**Records shown:**
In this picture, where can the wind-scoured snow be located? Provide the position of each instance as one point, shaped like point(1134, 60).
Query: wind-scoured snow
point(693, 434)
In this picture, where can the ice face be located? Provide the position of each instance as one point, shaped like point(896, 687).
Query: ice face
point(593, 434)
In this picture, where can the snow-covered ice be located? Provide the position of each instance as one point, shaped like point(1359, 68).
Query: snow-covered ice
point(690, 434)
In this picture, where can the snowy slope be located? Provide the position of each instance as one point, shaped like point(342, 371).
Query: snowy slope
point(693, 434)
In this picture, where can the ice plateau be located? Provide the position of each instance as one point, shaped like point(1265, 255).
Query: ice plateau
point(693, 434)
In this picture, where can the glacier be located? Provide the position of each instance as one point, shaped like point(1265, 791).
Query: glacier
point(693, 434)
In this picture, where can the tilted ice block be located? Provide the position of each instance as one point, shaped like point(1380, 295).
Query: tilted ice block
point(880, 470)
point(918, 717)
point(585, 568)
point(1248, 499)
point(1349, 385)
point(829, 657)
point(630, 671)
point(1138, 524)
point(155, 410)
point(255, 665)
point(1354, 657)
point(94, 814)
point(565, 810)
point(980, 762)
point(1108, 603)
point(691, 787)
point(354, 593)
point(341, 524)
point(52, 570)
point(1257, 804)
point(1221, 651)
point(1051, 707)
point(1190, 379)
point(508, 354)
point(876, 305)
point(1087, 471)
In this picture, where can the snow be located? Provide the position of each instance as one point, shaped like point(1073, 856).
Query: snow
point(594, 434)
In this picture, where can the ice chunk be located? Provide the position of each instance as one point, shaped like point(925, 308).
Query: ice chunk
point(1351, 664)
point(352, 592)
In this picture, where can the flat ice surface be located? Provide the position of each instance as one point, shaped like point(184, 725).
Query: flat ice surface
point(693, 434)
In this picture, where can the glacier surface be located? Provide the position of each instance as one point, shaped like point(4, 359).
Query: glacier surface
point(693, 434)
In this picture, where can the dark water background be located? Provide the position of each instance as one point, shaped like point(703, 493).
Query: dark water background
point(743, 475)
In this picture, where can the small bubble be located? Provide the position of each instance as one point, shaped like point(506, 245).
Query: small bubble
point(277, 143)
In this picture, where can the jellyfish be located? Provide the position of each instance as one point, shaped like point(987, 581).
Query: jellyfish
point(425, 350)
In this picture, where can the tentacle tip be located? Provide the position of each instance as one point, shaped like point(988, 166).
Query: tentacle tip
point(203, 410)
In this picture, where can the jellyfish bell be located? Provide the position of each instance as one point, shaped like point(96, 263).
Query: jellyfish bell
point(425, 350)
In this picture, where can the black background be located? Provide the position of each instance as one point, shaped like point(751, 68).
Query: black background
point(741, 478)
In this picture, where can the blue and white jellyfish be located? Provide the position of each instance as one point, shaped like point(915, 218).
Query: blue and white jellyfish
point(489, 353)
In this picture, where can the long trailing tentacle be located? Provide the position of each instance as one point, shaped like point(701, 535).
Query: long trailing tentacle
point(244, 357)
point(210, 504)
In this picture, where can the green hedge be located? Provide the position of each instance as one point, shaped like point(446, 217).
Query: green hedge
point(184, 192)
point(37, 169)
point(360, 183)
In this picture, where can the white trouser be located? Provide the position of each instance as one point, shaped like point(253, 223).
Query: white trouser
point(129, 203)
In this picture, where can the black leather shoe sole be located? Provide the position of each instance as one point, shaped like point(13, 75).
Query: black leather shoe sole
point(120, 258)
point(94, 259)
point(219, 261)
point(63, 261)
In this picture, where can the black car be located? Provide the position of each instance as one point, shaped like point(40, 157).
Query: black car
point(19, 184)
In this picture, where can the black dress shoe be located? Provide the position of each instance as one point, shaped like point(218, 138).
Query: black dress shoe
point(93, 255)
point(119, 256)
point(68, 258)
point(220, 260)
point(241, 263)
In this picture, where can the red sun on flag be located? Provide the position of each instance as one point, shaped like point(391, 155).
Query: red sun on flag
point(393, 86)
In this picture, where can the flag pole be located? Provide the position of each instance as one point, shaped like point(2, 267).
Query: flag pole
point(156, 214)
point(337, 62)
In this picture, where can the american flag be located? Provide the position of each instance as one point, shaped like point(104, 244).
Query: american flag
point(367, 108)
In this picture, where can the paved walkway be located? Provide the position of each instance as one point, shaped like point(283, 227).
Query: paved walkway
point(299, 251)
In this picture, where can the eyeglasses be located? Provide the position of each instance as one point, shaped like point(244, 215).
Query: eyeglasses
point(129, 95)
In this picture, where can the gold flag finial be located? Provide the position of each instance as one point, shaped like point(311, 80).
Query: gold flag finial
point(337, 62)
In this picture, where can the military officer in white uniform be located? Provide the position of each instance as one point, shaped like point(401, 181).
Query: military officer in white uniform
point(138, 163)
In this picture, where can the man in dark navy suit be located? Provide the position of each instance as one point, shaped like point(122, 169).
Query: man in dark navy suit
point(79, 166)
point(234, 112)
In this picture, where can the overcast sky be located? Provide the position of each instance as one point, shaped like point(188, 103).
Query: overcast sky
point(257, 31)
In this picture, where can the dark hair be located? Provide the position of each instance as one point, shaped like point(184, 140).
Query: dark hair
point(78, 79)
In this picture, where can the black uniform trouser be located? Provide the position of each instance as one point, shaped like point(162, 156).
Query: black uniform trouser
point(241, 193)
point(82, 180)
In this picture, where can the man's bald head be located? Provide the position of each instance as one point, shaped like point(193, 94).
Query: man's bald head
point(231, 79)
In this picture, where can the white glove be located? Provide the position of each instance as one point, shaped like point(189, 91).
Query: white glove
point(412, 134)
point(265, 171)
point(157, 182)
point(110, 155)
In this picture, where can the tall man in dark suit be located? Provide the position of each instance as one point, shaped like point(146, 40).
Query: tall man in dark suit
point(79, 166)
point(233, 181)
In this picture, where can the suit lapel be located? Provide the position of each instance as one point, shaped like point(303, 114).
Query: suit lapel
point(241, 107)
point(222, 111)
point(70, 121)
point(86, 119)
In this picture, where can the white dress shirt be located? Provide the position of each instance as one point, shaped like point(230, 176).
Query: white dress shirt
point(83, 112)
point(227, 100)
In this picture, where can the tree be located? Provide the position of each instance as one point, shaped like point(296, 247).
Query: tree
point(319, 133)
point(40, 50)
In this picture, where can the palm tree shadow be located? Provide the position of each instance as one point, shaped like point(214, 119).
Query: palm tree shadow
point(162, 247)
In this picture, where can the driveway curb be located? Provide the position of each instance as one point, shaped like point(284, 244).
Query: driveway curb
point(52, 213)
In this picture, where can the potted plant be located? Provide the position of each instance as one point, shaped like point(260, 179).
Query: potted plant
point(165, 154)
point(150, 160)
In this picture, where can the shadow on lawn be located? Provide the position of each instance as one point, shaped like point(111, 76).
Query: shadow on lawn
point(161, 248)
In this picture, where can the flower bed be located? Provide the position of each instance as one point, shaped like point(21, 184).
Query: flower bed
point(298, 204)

**Instructions to follow:** Convert all of the rows above into a two-column CSV with the headers input and output. Each row becomes one line, with its text in the input field and its answer in the output field, each enclosed in quotes and with line breaks replaced by spaces.

**Response to this task:**
input,output
"In this picture, where can the wind-scoured snow be located? Provide the position of each instance as one point, shaped like point(1134, 60). Query: wind-scoured snow","point(693, 434)"
"In this picture, where can the ice face be located? Provide the position of each instance as one point, shaped like point(896, 687). Query: ice face","point(593, 434)"
"In this picture, where can the snow-covered ice be located? Provide the position of each instance as one point, shaped like point(1359, 68). Query: snow-covered ice","point(690, 434)"
"In this picture, where can the snowy slope be located? Provide the position of each instance as one point, shaped like point(342, 371). Query: snowy slope","point(693, 434)"
"In this picture, where can the ice plateau be located? Provide the position of each instance as one point, shaped like point(1265, 255). Query: ice plateau","point(693, 434)"
"In this picture, where can the glacier be located? Provide the position of each instance as one point, shaped like point(1265, 791). Query: glacier","point(693, 434)"
"In this picture, where can the tilted ice block be located? Provide the position of each instance as one point, shaped like point(1380, 295). Query: tilted ice block","point(880, 470) point(918, 717) point(585, 568) point(1248, 499) point(1349, 385) point(829, 657) point(630, 671) point(1138, 524) point(155, 410) point(255, 665) point(1354, 657) point(94, 814) point(565, 810) point(980, 762) point(1108, 603) point(691, 787) point(354, 593) point(341, 524) point(52, 570) point(1257, 804) point(1221, 651) point(1051, 707) point(1190, 379) point(508, 354) point(876, 305) point(1087, 471)"
"In this picture, where can the snow be located? Provide the position of each instance as one point, shaped like point(1073, 856). Query: snow","point(594, 434)"
"In this picture, where can the ice chunk be located? Provide the position of each instance as one point, shaped like point(925, 308). Query: ice chunk","point(1351, 664) point(352, 592)"
"In this picture, where can the flat ice surface be located? Provide the position of each instance as one point, shaped like point(184, 725). Query: flat ice surface","point(693, 434)"
"In this picture, where can the glacier surface be located? Provide the position of each instance as one point, shaped like point(4, 359). Query: glacier surface","point(693, 434)"
"In this picture, where can the dark water background be located? Provide the position of each instance as one point, shaped like point(703, 493). Query: dark water background","point(743, 475)"
"In this picture, where can the small bubble be located? Provide the position of each instance as one point, shaped like point(506, 245). Query: small bubble","point(277, 143)"
"In this picture, where can the jellyfish be located? Provide the position of each instance as one point, shaped like point(987, 581). Query: jellyfish","point(425, 350)"
"In this picture, where can the tentacle tip be located? Provide the position of each instance as one point, shaped like point(988, 166). Query: tentacle tip","point(203, 410)"
"In this picture, where can the jellyfish bell be located? Provide the position of each instance as one point, shaped like point(96, 263). Query: jellyfish bell","point(425, 350)"
"In this picture, where can the black background be located? Provide the position of each instance as one point, shaped like point(751, 68). Query: black background","point(741, 478)"
"In this picture, where can the blue and white jellyfish be located? Provide the position of each instance as one point, shaped like point(915, 218). Query: blue and white jellyfish","point(489, 353)"
"In this picture, where can the long trailing tentacle be located? Provide the position of each instance as one point, shaped like point(701, 535). Query: long trailing tentacle","point(244, 357) point(210, 504)"
"In this picture, where can the green hedge be located? Provide the position of each instance as one point, shaped like point(446, 217). Query: green hedge","point(184, 192) point(37, 169) point(360, 183)"
"In this picture, where can the white trouser be located? Provide the position of each instance as one point, shaped like point(253, 223). Query: white trouser","point(129, 203)"
"In this picture, where can the black leather shoe sole be located? Provide the position of each instance as one point, shaped like point(13, 75). Query: black leather shoe sole","point(120, 258) point(94, 259) point(219, 261) point(63, 261)"
"In this picture, where can the black car be located? Provide the position of each instance as one point, shaped like point(40, 157). Query: black car","point(19, 184)"
"In this picture, where can the black dress shoe be located? Provide the position of each instance as one point, shaped like point(218, 138). Query: black dress shoe","point(93, 255) point(119, 256) point(68, 258) point(220, 260) point(241, 263)"
"In this picture, where can the red sun on flag be located? Provide the position of each instance as one point, shaped like point(391, 155). Query: red sun on flag","point(393, 86)"
"In this picture, where can the flag pole be located? Provide the position of each instance as one point, shaped like point(2, 267). Query: flag pole","point(156, 214) point(337, 62)"
"In this picture, where can the american flag be located? Provide the position of each instance as one point, shaped like point(104, 244). Query: american flag","point(367, 108)"
"In this picture, where can the paved walkway be located? Provide the position of each instance as one point, shaped like point(283, 227). Query: paved walkway","point(299, 251)"
"In this picture, where can the eyeglasses be located? Provide the position of each instance as one point, shaped like point(244, 215). Query: eyeglasses","point(129, 95)"
"In this picture, where can the gold flag finial be located? Provide the position of each instance as one point, shaped like point(311, 80). Query: gold flag finial","point(337, 62)"
"In this picture, where can the military officer in white uniform be located? Provide the position of each instance as one point, shaped like point(401, 181). Query: military officer in white uniform","point(138, 163)"
"In this picture, where can the man in dark navy suit be located? Provide the position of each instance as one point, shaped like point(122, 169). Query: man in dark navy suit","point(79, 166) point(234, 112)"
"In this picture, where can the overcast sky be located? Provide the position of each instance as one point, shaped like point(188, 103). Query: overcast sky","point(257, 31)"
"In this picture, where can the dark hair be located? Provide the position of each instance as one point, shaped like point(184, 140). Query: dark hair","point(78, 79)"
"In this picture, where can the black uniform trouser be located? Provide the position of each instance as one point, shaped like point(162, 156). Query: black uniform trouser","point(241, 193) point(82, 180)"
"In this picture, where can the man's bald head be located? Provide the position of each instance as one point, shaped like point(193, 94). Query: man's bald head","point(231, 79)"
"In this picture, where can the white glove be located? Provide the position of each instance as one point, shaped like point(189, 91). Query: white glove","point(412, 134) point(265, 171) point(157, 182) point(110, 155)"
"In this picture, where can the tall man in dark suit be located? Provide the position of each instance as one point, shaped like point(146, 40). Query: tall man in dark suit","point(79, 166) point(233, 181)"
"In this picture, where can the suit lapel be located? Provide the position of each instance as one point, shaped like point(303, 114). Query: suit lapel","point(241, 107) point(222, 111) point(70, 121) point(86, 119)"
"In this picture, where can the white dress shirt be located? Provide the position of each instance as one point, shaped like point(230, 176). Query: white dress shirt","point(83, 112) point(227, 100)"
"In this picture, where can the tree be located? Provide the position of each instance as one point, shaped like point(296, 247). Query: tree","point(319, 133) point(40, 50)"
"In this picture, where can the palm tree shadow be located? Provide the position of each instance as one point, shaped like point(214, 119). Query: palm tree shadow","point(162, 247)"
"In this picture, where can the driveway curb be located? Provide the position of each instance as one point, shaped like point(284, 244). Query: driveway curb","point(52, 213)"
"In this picture, where can the potted plant be located? Provide the position of each instance as one point, shaped like point(260, 179). Query: potted plant","point(165, 154) point(150, 160)"
"In this picture, where can the shadow on lawn be located? Provide the position of each instance as one point, shaped like point(111, 76). Query: shadow on lawn","point(161, 248)"
"In this picture, where can the flower bed be located? Provide the position of each instance as one point, shaped like point(21, 184). Query: flower bed","point(298, 204)"